= Work instructions =
Reproduce each of the following rows verbatim, preserving every character.

= Materials provided =
=====
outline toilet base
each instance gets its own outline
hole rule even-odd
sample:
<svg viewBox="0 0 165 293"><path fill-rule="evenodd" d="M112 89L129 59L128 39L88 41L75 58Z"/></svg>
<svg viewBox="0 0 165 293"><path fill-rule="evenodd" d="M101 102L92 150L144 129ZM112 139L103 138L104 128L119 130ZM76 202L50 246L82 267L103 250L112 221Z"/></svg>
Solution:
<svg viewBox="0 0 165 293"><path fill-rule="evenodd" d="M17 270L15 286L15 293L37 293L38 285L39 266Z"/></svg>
=====
= Final result =
outline toilet base
each instance gets its own outline
hole rule even-odd
sample:
<svg viewBox="0 0 165 293"><path fill-rule="evenodd" d="M112 89L129 59L128 39L88 41L75 58Z"/></svg>
<svg viewBox="0 0 165 293"><path fill-rule="evenodd" d="M101 102L92 150L144 129ZM112 139L103 138L104 128L119 130ZM76 202L50 246L82 267L103 250L112 221Z"/></svg>
Solution:
<svg viewBox="0 0 165 293"><path fill-rule="evenodd" d="M17 270L15 286L15 293L37 293L38 285L39 266Z"/></svg>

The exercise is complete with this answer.